→ **Ausgewählter Ausschnitt**
Frankfurter Allgemeine Zeitung - Rezension
Frankfurter Allgemeine Zeitung | Besprechung von 28.09.2014

Die aufflatternde Dankbarkeit der Wörter
Wie ich, gemeinsam mit zahlreichen Übersetzern aus aller Welt, versuchte, das fremde Deutsch meines Romans "Vielleicht Esther" in alle anderen Sprachen zu verwandeln

Von Katja Petrowskaja

Bomben sind überall Bomben, nicht nur im Deutschen, Französischen, Englischen, sondern auch im Ungarischen und Finnischen - das einzige Wort, das uns eint und daher problemlos zu übersetzen, das war die erste Überraschung der Übersetzerwerkstatt in Straelen, fast an der holländischen Grenze. "Das Schwierigste bei diesem Text ist die Intonation", meinte Wil aus Holland, ja genau, "il respiro del libro", sagte Ada aus Italien. Dreizehn Übersetzer waren nach Straelen gereist, diesem Mekka für Übersetzer, um sich mit meinem Buch "Vielleicht Esther" zu beschäftigen.

Bisher haben sie Franz Kafka und Thomas Mann, Arthur Schopenhauer und Robert Walser, Judith Schalansky und Uwe Tellkamp übersetzt, und nun war ich an der Reihe. Ich fühlte mich geehrt und war eingeschüchtert, doch insgeheim (war es Anmaßung oder Täuschung?) dachte ich, dass mein leises Buch noch schwieriger zu übersetzen sei als zum Beispiel die Texte von Robert Walser. Zumindest konnte er wirklich Deutsch (obwohl, Moment!), doch ich kann nur fast Deutsch, die Worte sitzen oft nicht ganz bequem an ihrem Platz, sie zittern leicht, als würde die Sprache nach etwas verlangen. Eigentlich müsste man auch in diesem Text hier ein paar Fehler drin lassen, meint meine Tochter, sonst wird dir niemand glauben, dass du es schwer hast. Oft spüre ich, und so schreibe ich weiter, wie jedes Wort sich freut, wenn ich für ihn ("für es", sagt meine Tochter) den richtigen Platz finde, ich kenne diese aufflatternde Dankbarkeit der Wörter. Aber wie übersetzt man dieses Flattern?

→ **Schriftliche Aufgabe**
Wie viele Übersetzer reisten laut dem Ausschnitt nach Straelen, um sich mit dem Buch „Vielleicht Esther“ zu beschäftigen? Stützen Sie sich ausschließlich auf den Ausschnitt.

→ **Bereitgestellte Angaben**
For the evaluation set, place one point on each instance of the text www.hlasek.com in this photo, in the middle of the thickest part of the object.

→ **Ergebnis der Aufgabe**
Dreizehn Übersetzer reisten dafür nach Straelen.